─── The data ───

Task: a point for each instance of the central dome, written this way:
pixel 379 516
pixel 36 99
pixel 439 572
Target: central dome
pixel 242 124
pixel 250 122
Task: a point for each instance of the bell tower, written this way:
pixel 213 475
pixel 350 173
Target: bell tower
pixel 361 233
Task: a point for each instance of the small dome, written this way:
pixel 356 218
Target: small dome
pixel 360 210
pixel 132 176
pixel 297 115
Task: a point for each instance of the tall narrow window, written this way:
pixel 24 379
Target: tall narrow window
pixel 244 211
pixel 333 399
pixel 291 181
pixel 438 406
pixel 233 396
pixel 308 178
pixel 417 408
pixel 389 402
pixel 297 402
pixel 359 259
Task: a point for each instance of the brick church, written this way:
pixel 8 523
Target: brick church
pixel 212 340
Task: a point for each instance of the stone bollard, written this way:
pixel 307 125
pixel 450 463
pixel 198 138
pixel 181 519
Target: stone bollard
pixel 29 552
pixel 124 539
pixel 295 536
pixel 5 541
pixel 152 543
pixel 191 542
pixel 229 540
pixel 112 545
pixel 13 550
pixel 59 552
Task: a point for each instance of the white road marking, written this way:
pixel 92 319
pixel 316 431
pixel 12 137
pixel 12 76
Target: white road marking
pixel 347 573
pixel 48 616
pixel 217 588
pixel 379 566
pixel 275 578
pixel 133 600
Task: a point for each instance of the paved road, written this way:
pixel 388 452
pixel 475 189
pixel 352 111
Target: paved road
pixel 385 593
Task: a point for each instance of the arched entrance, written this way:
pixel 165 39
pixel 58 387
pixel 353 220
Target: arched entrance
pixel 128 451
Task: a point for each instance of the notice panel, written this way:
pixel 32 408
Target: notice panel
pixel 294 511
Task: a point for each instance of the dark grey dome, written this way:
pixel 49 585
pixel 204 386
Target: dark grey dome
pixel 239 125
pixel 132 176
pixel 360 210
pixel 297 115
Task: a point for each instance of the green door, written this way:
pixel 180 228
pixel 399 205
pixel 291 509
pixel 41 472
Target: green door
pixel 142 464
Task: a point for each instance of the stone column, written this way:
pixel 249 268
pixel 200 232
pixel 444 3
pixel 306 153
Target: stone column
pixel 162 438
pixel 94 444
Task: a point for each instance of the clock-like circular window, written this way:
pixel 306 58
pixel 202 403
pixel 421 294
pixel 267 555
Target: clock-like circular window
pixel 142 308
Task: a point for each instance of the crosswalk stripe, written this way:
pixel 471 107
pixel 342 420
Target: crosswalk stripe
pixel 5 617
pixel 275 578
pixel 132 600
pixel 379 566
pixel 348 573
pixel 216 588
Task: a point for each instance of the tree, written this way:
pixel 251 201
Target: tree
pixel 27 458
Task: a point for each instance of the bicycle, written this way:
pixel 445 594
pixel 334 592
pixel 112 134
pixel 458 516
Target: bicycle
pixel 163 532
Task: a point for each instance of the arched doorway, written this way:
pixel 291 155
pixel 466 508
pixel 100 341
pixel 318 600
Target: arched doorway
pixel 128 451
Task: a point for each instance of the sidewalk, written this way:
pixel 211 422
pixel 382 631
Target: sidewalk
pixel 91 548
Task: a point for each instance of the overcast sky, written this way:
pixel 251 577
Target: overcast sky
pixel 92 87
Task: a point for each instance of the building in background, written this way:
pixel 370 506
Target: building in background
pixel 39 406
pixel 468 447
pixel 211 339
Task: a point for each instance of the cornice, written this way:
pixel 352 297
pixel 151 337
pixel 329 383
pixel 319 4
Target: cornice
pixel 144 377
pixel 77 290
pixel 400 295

───

◆ Aim ◆
Type out the entries again, word for word.

◆ Response for this exercise ◆
Task: a point for each instance of the central dome, written this way:
pixel 379 516
pixel 36 99
pixel 439 572
Target: central dome
pixel 242 124
pixel 250 122
Task: a point for each instance of the bell tower, written this way:
pixel 213 475
pixel 350 173
Target: bell tower
pixel 361 233
Task: a point for each instance of the small dome, written this way:
pixel 356 218
Target: small dome
pixel 360 210
pixel 132 176
pixel 297 115
Task: a point for each instance of the tall narrow window, written this way:
pixel 24 379
Target: tall narrow window
pixel 244 211
pixel 333 399
pixel 291 181
pixel 438 406
pixel 233 396
pixel 308 178
pixel 417 408
pixel 389 402
pixel 297 402
pixel 359 259
Task: a point for each instance of the brick church, written this way:
pixel 8 523
Target: brick church
pixel 212 340
Task: a point for each instance of the stone bollard, written this way:
pixel 307 125
pixel 450 463
pixel 198 138
pixel 181 519
Target: stone bollard
pixel 29 552
pixel 124 539
pixel 295 536
pixel 5 541
pixel 152 543
pixel 191 542
pixel 229 540
pixel 112 545
pixel 13 550
pixel 59 552
Task: a point for each instance of the white road marking, written this way:
pixel 92 319
pixel 316 431
pixel 12 137
pixel 12 76
Target: white road marking
pixel 347 573
pixel 48 616
pixel 217 588
pixel 379 566
pixel 275 578
pixel 133 600
Task: a point for each instance of the paved road, written this way:
pixel 388 452
pixel 475 189
pixel 352 111
Target: paved road
pixel 385 593
Task: a point for each instance of the arched entrance, written this way:
pixel 165 39
pixel 58 387
pixel 353 220
Target: arched entrance
pixel 128 451
Task: a point for each instance of the notice panel, written this way:
pixel 32 408
Target: notice panel
pixel 294 511
Task: a point for each instance of the dark grey dome, written this way:
pixel 49 585
pixel 204 386
Target: dark grey dome
pixel 239 125
pixel 132 176
pixel 360 210
pixel 297 115
Task: a point for each instance of the green door, written this way:
pixel 180 228
pixel 399 205
pixel 291 509
pixel 41 472
Target: green door
pixel 142 464
Task: a point for each instance of the stone column, written this way:
pixel 249 268
pixel 200 232
pixel 444 3
pixel 306 153
Target: stone column
pixel 162 438
pixel 94 444
Task: a point for each instance of the clock-like circular window, written this way:
pixel 306 58
pixel 202 403
pixel 421 294
pixel 267 555
Target: clock-like circular window
pixel 142 308
Task: a point for each instance of the crosswalk stripe, written this way:
pixel 471 107
pixel 342 420
Target: crosswalk stripe
pixel 5 617
pixel 275 578
pixel 132 600
pixel 379 566
pixel 348 573
pixel 216 588
Task: a point for each instance of the tree, written this way:
pixel 251 201
Target: tree
pixel 27 458
Task: a point for each instance of the bicycle, written this way:
pixel 445 594
pixel 334 592
pixel 112 134
pixel 458 516
Target: bicycle
pixel 163 532
Task: a point for each instance of the arched doorway, written this way:
pixel 291 155
pixel 466 508
pixel 100 341
pixel 318 600
Target: arched doorway
pixel 128 451
Task: a point for each instance of the sidewalk, written this way:
pixel 211 422
pixel 382 631
Target: sidewalk
pixel 91 548
Task: a point for each instance of the overcast sky, written this way:
pixel 251 577
Target: overcast sky
pixel 92 87
Task: a point for each instance of the building in background, written this way:
pixel 370 506
Target: building in background
pixel 39 406
pixel 468 447
pixel 211 339
Task: a point for each instance of the cornice, written this way:
pixel 352 297
pixel 151 337
pixel 329 383
pixel 319 4
Target: cornice
pixel 144 377
pixel 77 290
pixel 400 295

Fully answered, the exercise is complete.